Work to be completed:
Rewrite the passage on Shakespeare's comedies below, starting at "The main difference" and ending at "dying at the end of the story.", with "tragedy" replaced by "drama".

Passage to read:

The main difference between comedy and tragedy in a Shakespearean play is that a comedy will start off with an innocent misunderstand or weird situation and will ultimately end happily and with no one having died at the end of the story. In a tragedy usually the story will start off with a serious situation such as a murder or a betrayal or a rivalry and will ultimately end sadly, with many, even everyone, dying at the end of the story.
“If she lives till doomsday, she'll burn a week longer than the whole world.”
Act III Scene II
One of Shakespeare's earliest plays, this is the story of two sets of twins, separated at birth who finally end up in the same town at the time and all the hijinks that occur until the situation can be sorted out.
Olivia Maria and Malvolio from Twelfth Night by Johann Heinrich Ramberg
“Be not afraid of greatness. Some are born great, some achieve greatness, and others have greatness thrust upon them.”
Act II Scene V
Like many other of Shakespeare's comedies this is a story of courtship and mistaken identity. Viola, separated from her twin brother disguises herself as a man. The Duke Orsino is in love with a woman named Olivia. Olivia falls in love with Viola who is in disguise. Viola falls in love with Orsino. Everything is confusion until Viola's twin brother shows up and marries Olivia, freeing Orsino to marry Viola.
“Exit pursued by a bear."

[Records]
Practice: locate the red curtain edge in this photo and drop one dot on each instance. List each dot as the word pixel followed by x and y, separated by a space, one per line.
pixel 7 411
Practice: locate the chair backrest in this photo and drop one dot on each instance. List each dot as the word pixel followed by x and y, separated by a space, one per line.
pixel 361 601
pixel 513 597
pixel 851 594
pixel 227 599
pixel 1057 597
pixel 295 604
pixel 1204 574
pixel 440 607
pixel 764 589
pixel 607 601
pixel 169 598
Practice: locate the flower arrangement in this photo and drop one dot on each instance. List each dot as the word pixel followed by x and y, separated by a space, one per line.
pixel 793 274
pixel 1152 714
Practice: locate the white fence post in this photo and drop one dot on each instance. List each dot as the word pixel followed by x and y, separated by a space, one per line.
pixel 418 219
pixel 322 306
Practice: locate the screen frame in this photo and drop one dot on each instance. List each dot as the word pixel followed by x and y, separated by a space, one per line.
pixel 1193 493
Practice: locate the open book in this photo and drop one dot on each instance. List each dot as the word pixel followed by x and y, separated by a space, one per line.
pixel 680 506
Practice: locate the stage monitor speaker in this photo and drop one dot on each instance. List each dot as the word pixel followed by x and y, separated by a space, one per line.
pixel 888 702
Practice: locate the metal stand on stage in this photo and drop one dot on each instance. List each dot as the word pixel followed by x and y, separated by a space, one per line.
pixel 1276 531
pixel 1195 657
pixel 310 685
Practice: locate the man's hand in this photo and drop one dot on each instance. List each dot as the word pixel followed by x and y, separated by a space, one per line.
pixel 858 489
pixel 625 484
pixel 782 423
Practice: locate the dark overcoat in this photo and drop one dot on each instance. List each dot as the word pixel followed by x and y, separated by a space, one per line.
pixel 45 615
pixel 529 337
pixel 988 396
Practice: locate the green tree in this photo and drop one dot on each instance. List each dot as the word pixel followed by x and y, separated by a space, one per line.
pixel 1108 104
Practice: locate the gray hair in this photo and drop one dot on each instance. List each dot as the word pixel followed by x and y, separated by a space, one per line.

Task output:
The main difference between comedy and drama in a Shakespearean play is that a comedy will start off with an innocent misunderstand or weird situation and will ultimately end happily and with no one having died at the end of the story. In a drama usually the story will start off with a serious situation such as a murder or a betrayal or a rivalry and will ultimately end sadly, with many, even everyone, dying at the end of the story.